> **WHAT IS EXPECTED**
Arrange each line of the material below as a Markdown table with two columns, Row and Line, where Row holds the line's number. Leave out blank lines.

(Point labels for objects)
::::::::

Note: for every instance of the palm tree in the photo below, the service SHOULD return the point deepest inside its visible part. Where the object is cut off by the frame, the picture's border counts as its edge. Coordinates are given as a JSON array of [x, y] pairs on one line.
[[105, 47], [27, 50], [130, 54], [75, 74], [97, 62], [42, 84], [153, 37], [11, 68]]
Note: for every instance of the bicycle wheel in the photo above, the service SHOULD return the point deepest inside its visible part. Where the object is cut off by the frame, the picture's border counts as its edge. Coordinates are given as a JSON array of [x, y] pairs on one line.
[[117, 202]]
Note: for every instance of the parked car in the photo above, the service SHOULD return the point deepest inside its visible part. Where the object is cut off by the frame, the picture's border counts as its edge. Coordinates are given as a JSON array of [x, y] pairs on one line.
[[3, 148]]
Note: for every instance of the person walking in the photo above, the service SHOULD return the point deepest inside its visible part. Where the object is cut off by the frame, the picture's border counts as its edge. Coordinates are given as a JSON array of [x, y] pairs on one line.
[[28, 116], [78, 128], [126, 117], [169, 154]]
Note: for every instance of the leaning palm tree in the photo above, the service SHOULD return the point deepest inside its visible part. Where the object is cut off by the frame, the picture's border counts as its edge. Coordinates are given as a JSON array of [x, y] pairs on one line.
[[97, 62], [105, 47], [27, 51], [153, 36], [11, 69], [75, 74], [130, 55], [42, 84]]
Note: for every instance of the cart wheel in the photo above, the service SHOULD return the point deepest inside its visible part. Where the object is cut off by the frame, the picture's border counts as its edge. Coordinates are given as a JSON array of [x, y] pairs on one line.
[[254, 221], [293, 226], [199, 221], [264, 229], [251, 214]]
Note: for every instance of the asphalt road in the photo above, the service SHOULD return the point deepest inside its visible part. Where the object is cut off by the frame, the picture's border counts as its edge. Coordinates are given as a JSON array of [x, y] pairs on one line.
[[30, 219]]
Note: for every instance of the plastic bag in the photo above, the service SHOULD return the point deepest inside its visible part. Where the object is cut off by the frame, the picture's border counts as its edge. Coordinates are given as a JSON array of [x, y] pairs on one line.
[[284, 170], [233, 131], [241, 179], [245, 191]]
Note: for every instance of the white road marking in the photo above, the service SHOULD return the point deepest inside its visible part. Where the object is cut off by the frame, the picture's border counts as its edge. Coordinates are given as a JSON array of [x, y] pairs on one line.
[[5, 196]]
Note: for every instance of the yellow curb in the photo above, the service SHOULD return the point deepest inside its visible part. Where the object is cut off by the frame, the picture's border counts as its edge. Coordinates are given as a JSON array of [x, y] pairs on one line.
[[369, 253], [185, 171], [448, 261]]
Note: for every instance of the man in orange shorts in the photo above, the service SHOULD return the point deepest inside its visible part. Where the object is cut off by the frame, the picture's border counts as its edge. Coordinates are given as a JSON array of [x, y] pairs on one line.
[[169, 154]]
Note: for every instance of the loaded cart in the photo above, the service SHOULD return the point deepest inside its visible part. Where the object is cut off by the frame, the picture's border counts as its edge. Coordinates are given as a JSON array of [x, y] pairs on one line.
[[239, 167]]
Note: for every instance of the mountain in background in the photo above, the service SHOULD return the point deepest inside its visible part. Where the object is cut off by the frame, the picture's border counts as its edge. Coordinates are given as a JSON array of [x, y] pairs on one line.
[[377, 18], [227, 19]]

::::::::

> **WRITTEN SOLUTION**
| Row | Line |
|---|---|
| 1 | Note: for every instance of the palm tree in the photo below, the service SHOULD return the point deepest inside its visible part. Where the object is cut off by the frame, the picture's border counts as its edge. Coordinates are given as a JSON array of [x, y] pairs on one line. |
| 2 | [[105, 47], [27, 50], [130, 54], [75, 74], [97, 62], [42, 84], [153, 37], [11, 68]] |
| 3 | Note: for every instance of the bicycle wheel in the photo above, the service SHOULD return the point deepest inside its visible part. Where the object is cut off by the frame, the picture's border counts as its edge. Coordinates are given as a JSON array of [x, y] pairs on one line. |
| 4 | [[117, 202]] |
| 5 | Note: for every instance of the parked car in the photo above, the service SHOULD return the point deepest inside its visible part. Where the object is cut off by the frame, the picture's border counts as its edge. Coordinates are given as a JSON array of [x, y] pairs on one line. |
| 6 | [[3, 148]] |
| 7 | Note: for every instance of the person walking in the photo above, the service SHOULD return the point deepest inside its visible part. Where the object is cut off by the frame, the picture's border counts as its edge. Coordinates are given as a JSON array of [x, y] pairs on one line. |
| 8 | [[28, 116], [78, 128], [126, 117], [169, 154]] |
| 9 | Note: for every instance of the leaning palm tree in the photo above, the service SHOULD return the point deepest inside its visible part. Where the object is cut off by the frame, the picture's border counts as its edge. Coordinates are given as a JSON array of [x, y] pairs on one line. |
| 10 | [[97, 62], [105, 47], [27, 51], [153, 36], [11, 69], [75, 74], [130, 55], [42, 84]] |
| 11 | Note: for every instance of the cart wheel in the photo above, the service SHOULD return the point deepest inside its visible part. Where the object is cut off by the frame, the picture's border counts as its edge. Coordinates are given as a JSON array of [x, y] pairs on one line. |
| 12 | [[254, 221], [293, 226], [199, 221], [264, 229], [251, 214]] |
| 13 | Note: for every instance of the asphalt road in the photo above, the service SHOULD return the point deepest inside its visible part. Where the object is cut off by the frame, the picture's border counts as its edge. Coordinates are given as a JSON array of [x, y] pairs on one line. |
| 14 | [[30, 219]] |
| 15 | Note: for every instance of the plastic bag in the photo above, the service SHOULD return the point deepest inside its visible part. Where the object is cut off by the frame, the picture's border counts as its edge. Coordinates are given as a JSON array of [x, y] pairs on one line. |
| 16 | [[284, 170], [233, 131], [241, 179], [245, 191]] |
| 17 | Note: for every instance of the white road marking in the photo above, the service SHOULD return the point deepest inside its visible part. Where the object is cut off by the frame, the picture's border counts as its edge. Coordinates are given as a JSON array of [x, y] pairs on one line. |
| 18 | [[5, 196]] |
| 19 | Note: for every instance of the yellow curb in the photo above, the service SHOULD return the point deepest inside its visible part. Where the object is cut off by the frame, the picture's border counts as its edge. Coordinates are given as a JSON array of [x, y] pairs on one line. |
| 20 | [[369, 253], [185, 171], [448, 261]] |
| 21 | Note: for every instance of the man in orange shorts in the photo above, the service SHOULD return the point deepest inside its visible part. Where the object is cut off by the frame, the picture's border counts as its edge. Coordinates are given as a JSON array of [x, y] pairs on one line. |
| 22 | [[169, 154]] |
| 23 | Note: for every instance of the loaded cart in the photo above, the service SHOULD return the point deepest inside its visible part. Where the object is cut off by the frame, the picture's border counts as its edge. Coordinates are given as a JSON array of [x, y] pairs on one line. |
| 24 | [[239, 167]] |
| 25 | Note: for every instance of the mountain in background in the photo above, the service SHOULD return the point deepest inside its visible part. Where the object is cut off by the frame, the picture's border counts as its edge. Coordinates are given as a JSON array of [x, y] pairs on one line. |
| 26 | [[377, 18], [227, 19]] |